_GOALS_
1 > Who is named as the Key Individual in the definitions passage?
2 > Summarize the definitions passage in two sentences.
3 > Resume the definitions passage where it stops.
SELECTED PASSAGE start
Foreign Government Entity” means any non-U.S. Governmental Authority and any entity owned or Controlled by any non-U.S. Governmental Authority, except Qualifying Sovereign Entities.

Schedule Z-2

International Financial Institution” means the International Monetary Fund, the International Bank for Reconstruction and Development, the European Bank for Reconstruction and Development, the International Development Association, the International Finance Corporation, the Multilateral Investment Guarantee Agency, the African Development Bank, the African Development Fund, the Asian Development Bank, the Inter-American Development Bank, the Bank for Economic Cooperation and Development in the Middle East and North Africa and the Inter-American Investment Corporation.

Key Individual” means the Director, Mr Alexander Mark Lemon of the Recipient, who has primary responsibility for carrying out the PD Activity.

OFAC” means the Office of Foreign Assets Control of the U.S. Department of the Treasury.

Official” means (a) an employee, officer or representative of, or any person otherwise acting in an official capacity for or on behalf of, a Governmental Authority, (b) any Person exercising executive, legislative, judicial, regulatory or administrative functions of or pertaining to any Governmental Authority, (c) a candidate for political office, (d) an individual who holds any other official, ceremonial or other appointed or inherited position with a government or any of its agencies, or (e) an officer or employee of a public international organization.
SELECTED PASSAGE end
DATA SECTION start
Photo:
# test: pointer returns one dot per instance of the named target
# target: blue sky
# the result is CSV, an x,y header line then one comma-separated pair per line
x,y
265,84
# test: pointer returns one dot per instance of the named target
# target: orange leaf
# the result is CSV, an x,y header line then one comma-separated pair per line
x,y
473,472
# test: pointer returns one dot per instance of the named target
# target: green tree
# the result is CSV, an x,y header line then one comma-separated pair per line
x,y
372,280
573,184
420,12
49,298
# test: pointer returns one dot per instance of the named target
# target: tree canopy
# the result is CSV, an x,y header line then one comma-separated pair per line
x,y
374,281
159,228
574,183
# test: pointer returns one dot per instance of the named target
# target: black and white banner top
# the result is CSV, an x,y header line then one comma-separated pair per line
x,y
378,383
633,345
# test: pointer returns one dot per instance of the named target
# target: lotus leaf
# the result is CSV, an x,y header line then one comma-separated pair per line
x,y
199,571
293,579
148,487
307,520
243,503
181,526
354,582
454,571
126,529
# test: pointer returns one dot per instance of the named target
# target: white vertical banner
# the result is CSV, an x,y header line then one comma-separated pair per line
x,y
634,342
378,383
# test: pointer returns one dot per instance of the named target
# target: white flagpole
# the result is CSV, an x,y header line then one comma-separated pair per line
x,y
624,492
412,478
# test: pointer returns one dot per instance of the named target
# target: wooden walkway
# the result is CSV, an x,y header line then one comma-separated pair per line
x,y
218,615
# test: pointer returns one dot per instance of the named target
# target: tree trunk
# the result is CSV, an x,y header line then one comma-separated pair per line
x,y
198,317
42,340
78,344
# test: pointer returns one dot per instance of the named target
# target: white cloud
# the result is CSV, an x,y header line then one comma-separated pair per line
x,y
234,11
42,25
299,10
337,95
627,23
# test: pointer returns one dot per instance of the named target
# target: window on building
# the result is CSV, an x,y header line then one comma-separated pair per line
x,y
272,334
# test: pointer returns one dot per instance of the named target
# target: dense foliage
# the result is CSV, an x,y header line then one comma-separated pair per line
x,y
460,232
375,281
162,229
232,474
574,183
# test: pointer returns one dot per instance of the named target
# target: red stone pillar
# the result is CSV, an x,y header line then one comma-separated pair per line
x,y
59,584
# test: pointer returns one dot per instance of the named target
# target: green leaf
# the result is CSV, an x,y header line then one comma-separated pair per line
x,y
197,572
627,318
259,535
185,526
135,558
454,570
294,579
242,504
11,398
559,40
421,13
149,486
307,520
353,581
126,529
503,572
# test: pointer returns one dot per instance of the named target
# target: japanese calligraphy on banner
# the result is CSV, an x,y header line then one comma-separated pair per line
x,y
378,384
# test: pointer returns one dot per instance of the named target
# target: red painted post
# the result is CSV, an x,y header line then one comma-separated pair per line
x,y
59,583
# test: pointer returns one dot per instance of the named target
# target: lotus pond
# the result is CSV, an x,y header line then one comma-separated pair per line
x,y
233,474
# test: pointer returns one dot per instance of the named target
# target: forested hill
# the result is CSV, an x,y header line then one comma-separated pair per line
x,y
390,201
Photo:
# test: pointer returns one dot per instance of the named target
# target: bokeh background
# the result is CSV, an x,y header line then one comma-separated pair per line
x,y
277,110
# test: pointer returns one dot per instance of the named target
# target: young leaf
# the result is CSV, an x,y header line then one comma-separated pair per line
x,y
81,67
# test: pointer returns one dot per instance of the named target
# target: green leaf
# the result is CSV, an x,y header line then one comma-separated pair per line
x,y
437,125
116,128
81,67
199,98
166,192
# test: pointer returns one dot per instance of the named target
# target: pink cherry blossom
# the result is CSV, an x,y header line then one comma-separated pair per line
DATA SECTION end
_RESULTS FOR EACH TASK_
1 > The Director of the Recipient, Mr Alexander Mark Lemon, who has primary responsibility for carrying out the PD Activity.

2 > The definitions passage defines a Foreign Government Entity as any non-U.S. Governmental Authority or entity it owns or controls, apart from Qualifying Sovereign Entities. It also lists the bodies counted as International Financial Institutions, names the Key Individual, identifies OFAC as the Office of Foreign Assets Control of the U.S. Department of the Treasury, and defines an Official broadly enough to include government employees, people exercising governmental functions, political candidates, holders of official positions, and officers or employees of public international organizations.

3 >
Prohibited Payment” means the giving or making by any Person (such Person, the “Payor”) of any offer, gift, payment, promise to pay or authorization of the payment of any money or anything of value, directly or indirectly, to or for the use or benefit of any Official (including to or for the use or benefit of any other Person if the Payor knows, or has reasonable grounds for believing, that the other Person would use such offer, gift, payment, promise or authorization of payment for the benefit of any such Official), for the purpose of influencing any act or decision or omission of any Official in order to obtain, retain or direct business to or to secure any improper benefit or advantage for, the Recipient, the PD Activity, the Project or any other Person; provided, however, that any such offer, gift, payment, promise or authorization of payment shall not be considered a Prohibited Payment if it is expressly permitted by written Applicable Law.

Qualifying Sovereign Entity” means (a) any agency or instrumentality of a foreign state that has a purpose that is similar to the purpose of DFC as described in 22 U.S.C. § 9612(b), or (b) any International Financial Institution. As used in this definition, the phrase “agency or instrumentality of a foreign state” means any entity (i) which is a separate legal person, corporate or otherwise, (ii) which is an organ of a foreign state or political subdivision thereof, or a majority of such entity’s shares or other ownership interest is owned by a foreign state or political subdivision thereof, and (iii) which is not created under the laws of the United States or of a state of the United States.

Sanctioned Person” means any Person, organization or vessel that (a) is designated on OFAC’s list of Specially Designated Nationals and Blocked Persons, or on any list of targeted persons issued under the Sanctions of any agency or instrumentality of the U.S. Government, (b) is, or is part of, a government of a Sanctioned Territory, (c) is owned or controlled by, or acting on behalf of, any of the foregoing, (d) is located within or operating from a Sanctioned Territory, or (e) is otherwise subject to or the target of any Sanctions.

Schedule Z-3

Sanctioned Territory” means any country or territory that is the subject or target of a general export, import, financial or investment embargo under Sanctions.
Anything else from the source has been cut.